[Start Input]

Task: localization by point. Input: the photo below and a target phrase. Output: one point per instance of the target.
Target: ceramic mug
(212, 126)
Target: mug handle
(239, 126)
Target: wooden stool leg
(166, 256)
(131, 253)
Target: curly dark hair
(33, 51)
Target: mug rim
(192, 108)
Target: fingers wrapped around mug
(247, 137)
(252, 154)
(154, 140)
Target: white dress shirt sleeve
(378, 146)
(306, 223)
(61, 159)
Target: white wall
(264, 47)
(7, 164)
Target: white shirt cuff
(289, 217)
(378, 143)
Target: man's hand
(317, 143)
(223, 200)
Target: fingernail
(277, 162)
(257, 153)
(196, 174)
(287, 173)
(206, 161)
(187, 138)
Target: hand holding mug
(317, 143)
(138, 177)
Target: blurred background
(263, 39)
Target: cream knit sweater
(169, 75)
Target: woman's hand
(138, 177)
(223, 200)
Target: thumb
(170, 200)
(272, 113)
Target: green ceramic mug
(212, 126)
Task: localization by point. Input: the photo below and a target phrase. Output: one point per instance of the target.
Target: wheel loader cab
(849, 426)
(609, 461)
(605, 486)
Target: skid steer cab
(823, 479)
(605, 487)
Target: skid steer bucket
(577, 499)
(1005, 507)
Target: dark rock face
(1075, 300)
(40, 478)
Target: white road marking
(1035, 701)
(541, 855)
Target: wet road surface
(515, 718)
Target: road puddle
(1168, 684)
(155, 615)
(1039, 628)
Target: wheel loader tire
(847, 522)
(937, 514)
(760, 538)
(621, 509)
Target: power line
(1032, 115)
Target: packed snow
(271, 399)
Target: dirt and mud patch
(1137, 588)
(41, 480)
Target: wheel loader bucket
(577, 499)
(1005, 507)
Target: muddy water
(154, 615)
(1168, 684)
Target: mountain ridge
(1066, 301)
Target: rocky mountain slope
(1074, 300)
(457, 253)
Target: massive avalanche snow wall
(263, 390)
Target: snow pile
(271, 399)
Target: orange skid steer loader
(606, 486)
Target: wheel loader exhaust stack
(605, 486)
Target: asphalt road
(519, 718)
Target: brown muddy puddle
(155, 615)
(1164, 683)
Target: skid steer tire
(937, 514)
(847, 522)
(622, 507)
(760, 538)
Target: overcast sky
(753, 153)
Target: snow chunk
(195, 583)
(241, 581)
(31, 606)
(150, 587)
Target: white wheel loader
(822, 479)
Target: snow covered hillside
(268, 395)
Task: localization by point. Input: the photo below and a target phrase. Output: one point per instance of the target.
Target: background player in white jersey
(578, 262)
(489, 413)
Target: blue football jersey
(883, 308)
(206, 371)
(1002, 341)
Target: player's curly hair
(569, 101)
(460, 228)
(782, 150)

[End Input]

**Directions**
Edit all the items above so that each occurrence of "wheel loader" reads "front loader", and keep every other line the same.

**Result of the exercise**
Task: localization by point. Input: the photo below and a target phrase. Output: one point per instance of the target.
Target: ceramic mug
(212, 126)
Target: mug handle
(239, 126)
Target: wooden stool leg
(166, 256)
(131, 253)
Target: curly dark hair
(33, 51)
Target: mug rim
(192, 108)
Target: fingers wrapped around mug
(247, 137)
(252, 154)
(154, 140)
Target: white dress shirt sleeve
(378, 146)
(306, 223)
(61, 159)
Target: white wall
(264, 47)
(7, 164)
Target: white shirt cuff
(289, 217)
(378, 143)
Target: man's hand
(317, 143)
(223, 200)
Target: fingernail
(277, 162)
(257, 153)
(196, 174)
(287, 173)
(206, 161)
(187, 138)
Target: hand holding mug
(317, 143)
(138, 177)
Target: blurred background
(263, 39)
Target: cream knit sweater
(169, 75)
Target: woman's hand
(138, 177)
(223, 200)
Target: thumb
(170, 200)
(272, 113)
Target: green ceramic mug
(212, 126)
Task: localization by point. Input: the photo below and a target phrase. Output: one point per instance of the target.
Target: front loader cab
(849, 426)
(609, 461)
(605, 486)
Target: skid steer cab
(823, 479)
(605, 487)
Target: skid steer bucket
(577, 499)
(1005, 507)
Target: dark rock face
(1075, 300)
(40, 478)
Target: white road marking
(1035, 701)
(541, 855)
Target: wet road surface
(515, 718)
Target: road puddle
(1168, 684)
(155, 615)
(1039, 628)
Target: front loader tire
(847, 522)
(937, 514)
(760, 538)
(621, 509)
Target: power line
(1032, 115)
Target: packed snow
(271, 399)
Target: dirt and mud patch
(1137, 588)
(41, 480)
Target: front loader bucket
(577, 499)
(1005, 507)
Target: muddy water
(154, 615)
(1168, 684)
Target: mountain ridge
(1066, 301)
Target: rocky mountain slope
(1074, 300)
(457, 253)
Target: massive avalanche snow wall
(263, 390)
Target: snow pile
(271, 399)
Target: orange skid steer loader
(606, 486)
Target: front loader exhaust stack
(605, 486)
Target: asphalt road
(519, 718)
Target: brown muddy puddle
(155, 615)
(1164, 683)
Target: skid steer tire
(937, 514)
(847, 522)
(622, 507)
(760, 538)
Target: overcast sky
(753, 153)
Target: snow chunk
(195, 583)
(241, 581)
(31, 606)
(150, 587)
Target: white front loader
(822, 479)
Target: snow covered hillside
(268, 395)
Task: localization by point. Input: the photo below and a target phrase. Output: one point per instance of the target.
Target: background player in white jersey
(578, 262)
(489, 413)
Target: blue football jersey
(883, 308)
(206, 371)
(1002, 341)
Target: player's curly hair
(569, 101)
(460, 228)
(782, 150)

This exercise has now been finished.